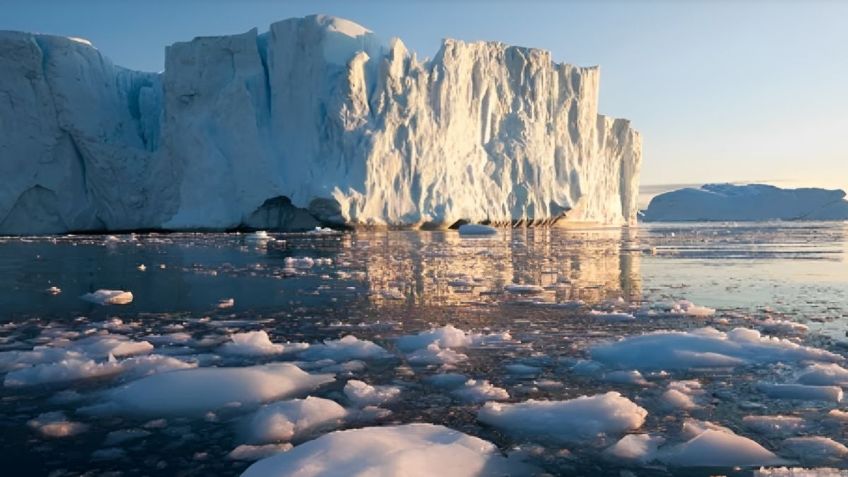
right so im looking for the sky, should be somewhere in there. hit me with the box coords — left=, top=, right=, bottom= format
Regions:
left=3, top=0, right=847, bottom=193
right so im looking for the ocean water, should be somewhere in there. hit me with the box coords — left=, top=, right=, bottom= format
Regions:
left=1, top=222, right=846, bottom=476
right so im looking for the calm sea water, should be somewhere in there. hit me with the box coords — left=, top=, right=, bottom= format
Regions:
left=1, top=222, right=846, bottom=476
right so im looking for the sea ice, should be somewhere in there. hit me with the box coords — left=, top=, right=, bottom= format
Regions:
left=477, top=391, right=647, bottom=442
left=603, top=433, right=665, bottom=463
left=241, top=423, right=533, bottom=477
left=591, top=327, right=843, bottom=371
left=406, top=343, right=468, bottom=365
left=299, top=336, right=390, bottom=361
left=743, top=415, right=807, bottom=436
left=220, top=331, right=308, bottom=356
left=229, top=443, right=293, bottom=461
left=27, top=411, right=88, bottom=438
left=343, top=379, right=401, bottom=407
left=452, top=379, right=509, bottom=403
left=100, top=363, right=334, bottom=416
left=781, top=437, right=848, bottom=465
left=757, top=383, right=843, bottom=403
left=796, top=363, right=848, bottom=387
left=657, top=428, right=787, bottom=467
left=245, top=396, right=347, bottom=443
left=80, top=289, right=134, bottom=305
left=396, top=325, right=510, bottom=351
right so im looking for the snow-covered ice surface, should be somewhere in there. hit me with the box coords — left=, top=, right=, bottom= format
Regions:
left=0, top=15, right=641, bottom=234
left=0, top=223, right=847, bottom=475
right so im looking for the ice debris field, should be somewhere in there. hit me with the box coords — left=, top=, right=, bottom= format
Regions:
left=1, top=224, right=848, bottom=476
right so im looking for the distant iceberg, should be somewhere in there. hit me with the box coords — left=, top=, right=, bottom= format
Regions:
left=642, top=184, right=848, bottom=222
left=0, top=15, right=641, bottom=234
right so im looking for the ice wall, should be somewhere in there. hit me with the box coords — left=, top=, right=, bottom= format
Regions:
left=0, top=15, right=641, bottom=234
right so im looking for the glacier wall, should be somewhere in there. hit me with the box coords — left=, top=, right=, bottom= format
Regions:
left=0, top=15, right=641, bottom=234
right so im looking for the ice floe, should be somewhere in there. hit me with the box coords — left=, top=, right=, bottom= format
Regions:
left=757, top=383, right=843, bottom=402
left=80, top=289, right=134, bottom=305
left=406, top=344, right=468, bottom=365
left=452, top=379, right=509, bottom=403
left=797, top=363, right=848, bottom=387
left=299, top=336, right=390, bottom=361
left=781, top=437, right=848, bottom=465
left=220, top=331, right=309, bottom=356
left=604, top=433, right=665, bottom=463
left=241, top=423, right=533, bottom=477
left=662, top=380, right=705, bottom=410
left=743, top=415, right=807, bottom=436
left=477, top=392, right=647, bottom=442
left=591, top=327, right=843, bottom=371
left=27, top=411, right=88, bottom=438
left=657, top=422, right=788, bottom=467
left=229, top=443, right=293, bottom=461
left=458, top=224, right=497, bottom=236
left=343, top=379, right=401, bottom=407
left=244, top=396, right=346, bottom=443
left=94, top=363, right=334, bottom=416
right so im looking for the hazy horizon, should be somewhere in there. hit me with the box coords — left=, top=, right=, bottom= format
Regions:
left=3, top=0, right=846, bottom=193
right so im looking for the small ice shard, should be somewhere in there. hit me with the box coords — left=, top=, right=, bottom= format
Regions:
left=477, top=391, right=647, bottom=442
left=241, top=423, right=534, bottom=477
left=458, top=224, right=497, bottom=236
left=27, top=411, right=88, bottom=438
left=284, top=257, right=314, bottom=269
left=343, top=379, right=401, bottom=407
left=217, top=298, right=235, bottom=309
left=81, top=289, right=134, bottom=305
left=757, top=383, right=843, bottom=402
left=638, top=300, right=715, bottom=318
left=46, top=286, right=61, bottom=295
left=452, top=379, right=509, bottom=403
left=245, top=396, right=347, bottom=443
left=589, top=310, right=636, bottom=322
left=137, top=264, right=147, bottom=271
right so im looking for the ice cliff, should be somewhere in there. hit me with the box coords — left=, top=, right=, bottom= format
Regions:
left=0, top=15, right=641, bottom=234
left=642, top=184, right=848, bottom=222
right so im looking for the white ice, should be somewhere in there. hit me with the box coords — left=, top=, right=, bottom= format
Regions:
left=80, top=289, right=134, bottom=305
left=244, top=396, right=347, bottom=443
left=343, top=379, right=401, bottom=407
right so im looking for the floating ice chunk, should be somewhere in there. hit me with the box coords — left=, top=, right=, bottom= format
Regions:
left=754, top=467, right=848, bottom=477
left=453, top=379, right=509, bottom=403
left=245, top=396, right=346, bottom=443
left=27, top=411, right=88, bottom=438
left=46, top=286, right=61, bottom=295
left=81, top=289, right=134, bottom=305
left=589, top=310, right=635, bottom=322
left=137, top=264, right=147, bottom=271
left=504, top=284, right=545, bottom=294
left=827, top=409, right=848, bottom=422
left=743, top=416, right=807, bottom=437
left=74, top=334, right=154, bottom=358
left=299, top=335, right=390, bottom=361
left=458, top=224, right=497, bottom=236
left=101, top=363, right=334, bottom=416
left=220, top=331, right=300, bottom=356
left=680, top=419, right=733, bottom=439
left=757, top=318, right=808, bottom=334
left=4, top=353, right=194, bottom=387
left=217, top=298, right=235, bottom=309
left=241, top=423, right=533, bottom=477
left=657, top=429, right=787, bottom=467
left=424, top=373, right=469, bottom=388
left=591, top=327, right=843, bottom=371
left=570, top=359, right=605, bottom=376
left=407, top=343, right=468, bottom=365
left=92, top=448, right=126, bottom=460
left=343, top=379, right=401, bottom=407
left=396, top=325, right=511, bottom=351
left=604, top=433, right=665, bottom=463
left=758, top=383, right=843, bottom=402
left=284, top=257, right=314, bottom=269
left=797, top=363, right=848, bottom=387
left=640, top=300, right=715, bottom=318
left=662, top=380, right=704, bottom=410
left=781, top=437, right=848, bottom=465
left=603, top=370, right=650, bottom=386
left=246, top=231, right=274, bottom=243
left=477, top=392, right=647, bottom=442
left=229, top=443, right=292, bottom=461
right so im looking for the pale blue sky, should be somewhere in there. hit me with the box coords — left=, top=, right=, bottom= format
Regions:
left=3, top=0, right=846, bottom=191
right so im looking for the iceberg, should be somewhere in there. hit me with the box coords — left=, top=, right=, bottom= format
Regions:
left=643, top=183, right=848, bottom=222
left=0, top=15, right=641, bottom=234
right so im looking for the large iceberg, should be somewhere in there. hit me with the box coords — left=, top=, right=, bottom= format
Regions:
left=642, top=183, right=848, bottom=222
left=0, top=15, right=641, bottom=234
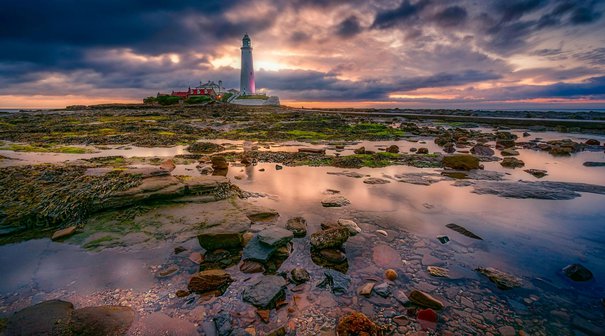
-*-*-
ACTIVITY
Restate the records word for word and drop the images.

RESULT OF THIS TASK
right so im looking for the sky, should be somewhere in there. hit me with the box coords — left=, top=, right=, bottom= format
Regions:
left=3, top=0, right=847, bottom=193
right so im looking for the ocean water, should be somewhere in there. hit me with the box coords — left=, top=, right=, bottom= format
Regions:
left=1, top=222, right=846, bottom=476
right so im looking for the calm sea water, should be somewhere in there. hit me with the box coords — left=, top=, right=, bottom= format
Regions:
left=1, top=222, right=846, bottom=476
right so im looking for the sea ice, should be somewhere in there. hit me with the box coords — left=, top=, right=, bottom= format
Regions:
left=477, top=391, right=647, bottom=442
left=603, top=433, right=665, bottom=463
left=241, top=423, right=533, bottom=477
left=591, top=327, right=843, bottom=371
left=406, top=343, right=468, bottom=365
left=299, top=336, right=390, bottom=361
left=743, top=415, right=807, bottom=436
left=220, top=331, right=308, bottom=356
left=229, top=443, right=293, bottom=461
left=27, top=411, right=88, bottom=438
left=343, top=379, right=401, bottom=407
left=452, top=379, right=509, bottom=403
left=100, top=363, right=334, bottom=416
left=781, top=437, right=848, bottom=465
left=757, top=383, right=843, bottom=403
left=796, top=363, right=848, bottom=387
left=657, top=428, right=787, bottom=467
left=245, top=396, right=347, bottom=443
left=80, top=289, right=134, bottom=305
left=396, top=325, right=510, bottom=351
right so im looking for the snow-covered ice surface, should be somewhere in there. hit me with the box coords — left=, top=, right=, bottom= format
Regions:
left=0, top=15, right=641, bottom=234
left=0, top=223, right=847, bottom=475
right so im looking for the ice debris field, should be somewhere in there. hit me with the box coords — left=, top=, right=, bottom= format
Regions:
left=1, top=224, right=848, bottom=476
right so im looking for the distant iceberg, should be somewhere in there. hit me with the box coords — left=, top=, right=, bottom= format
Regions:
left=642, top=184, right=848, bottom=222
left=0, top=15, right=641, bottom=234
right so im looking for the ice wall, should be somewhere in there. hit me with the box coords — left=, top=, right=, bottom= format
Regions:
left=0, top=15, right=641, bottom=234
right so im looking for the glacier wall, should be somewhere in there. hit me with the box coords — left=, top=, right=, bottom= format
Regions:
left=0, top=15, right=641, bottom=234
right so im looking for the ice floe, should be somewhere in there. hit me with the box coords — left=, top=, right=, bottom= format
Regions:
left=757, top=383, right=843, bottom=402
left=80, top=289, right=134, bottom=305
left=406, top=344, right=468, bottom=365
left=452, top=379, right=509, bottom=403
left=797, top=363, right=848, bottom=387
left=299, top=336, right=390, bottom=361
left=781, top=437, right=848, bottom=465
left=220, top=331, right=309, bottom=356
left=604, top=433, right=665, bottom=463
left=241, top=423, right=533, bottom=477
left=662, top=380, right=705, bottom=410
left=743, top=415, right=807, bottom=436
left=477, top=392, right=647, bottom=442
left=591, top=327, right=843, bottom=371
left=27, top=411, right=88, bottom=438
left=657, top=422, right=788, bottom=467
left=229, top=443, right=293, bottom=461
left=458, top=224, right=497, bottom=236
left=343, top=379, right=401, bottom=407
left=244, top=396, right=346, bottom=443
left=94, top=363, right=334, bottom=416
right so im looking for the hazy horizon, should be somewhere in there. hit me with the box coords — left=, top=, right=, bottom= format
Regions:
left=3, top=0, right=846, bottom=193
right so im looking for the small ice shard, should be somewhere in there. hit me with the box coords — left=, top=, right=, bottom= format
Regions:
left=477, top=391, right=647, bottom=442
left=241, top=423, right=534, bottom=477
left=458, top=224, right=497, bottom=236
left=27, top=411, right=88, bottom=438
left=284, top=257, right=314, bottom=269
left=343, top=379, right=401, bottom=407
left=217, top=298, right=235, bottom=309
left=81, top=289, right=134, bottom=305
left=757, top=383, right=843, bottom=402
left=638, top=300, right=715, bottom=318
left=46, top=286, right=61, bottom=295
left=452, top=379, right=509, bottom=403
left=245, top=396, right=347, bottom=443
left=589, top=310, right=636, bottom=322
left=137, top=264, right=147, bottom=271
right so im looking for the ice cliff, should be somewhere in there. hit me with the box coords — left=, top=, right=, bottom= format
Regions:
left=0, top=15, right=641, bottom=234
left=642, top=184, right=848, bottom=222
right so im looking for the white ice, should be somewhere in there. hit me with the box coords — left=, top=, right=, bottom= format
Regions:
left=80, top=289, right=134, bottom=305
left=244, top=396, right=347, bottom=443
left=343, top=379, right=401, bottom=407
right so im looking for the floating ice chunk, should be somewhere in there. hit me with the box coords — left=, top=, right=, bottom= format
Regions:
left=754, top=467, right=848, bottom=477
left=453, top=379, right=509, bottom=403
left=245, top=396, right=346, bottom=443
left=27, top=411, right=88, bottom=438
left=46, top=286, right=61, bottom=295
left=81, top=289, right=134, bottom=305
left=589, top=310, right=635, bottom=322
left=137, top=264, right=147, bottom=271
left=504, top=284, right=545, bottom=294
left=827, top=409, right=848, bottom=422
left=743, top=416, right=807, bottom=437
left=74, top=334, right=154, bottom=358
left=299, top=335, right=390, bottom=361
left=458, top=224, right=497, bottom=236
left=101, top=363, right=334, bottom=416
left=220, top=331, right=300, bottom=356
left=680, top=419, right=733, bottom=439
left=757, top=318, right=808, bottom=334
left=4, top=353, right=194, bottom=387
left=217, top=298, right=235, bottom=309
left=241, top=423, right=533, bottom=477
left=657, top=429, right=787, bottom=467
left=424, top=373, right=469, bottom=388
left=591, top=327, right=843, bottom=371
left=570, top=359, right=605, bottom=376
left=407, top=343, right=468, bottom=365
left=92, top=448, right=126, bottom=460
left=343, top=379, right=401, bottom=407
left=396, top=325, right=511, bottom=351
left=604, top=433, right=665, bottom=463
left=758, top=383, right=843, bottom=402
left=284, top=257, right=314, bottom=269
left=797, top=363, right=848, bottom=387
left=640, top=300, right=715, bottom=318
left=662, top=380, right=704, bottom=410
left=781, top=437, right=848, bottom=465
left=603, top=370, right=650, bottom=386
left=246, top=231, right=274, bottom=243
left=477, top=392, right=647, bottom=442
left=229, top=443, right=292, bottom=461
right so im looking for the pale blue sky, should be somewhere in there. hit me with the box coords — left=, top=, right=, bottom= format
Regions:
left=3, top=0, right=846, bottom=191
right so im looking for the iceberg, should be somewhere in there. hit me with the box coords — left=, top=, right=, bottom= format
Regions:
left=643, top=183, right=848, bottom=222
left=0, top=15, right=641, bottom=234
right so im looking for the large iceberg, should be somewhere in there. hit me with the box coords — left=, top=, right=, bottom= format
Regions:
left=642, top=183, right=848, bottom=222
left=0, top=15, right=641, bottom=234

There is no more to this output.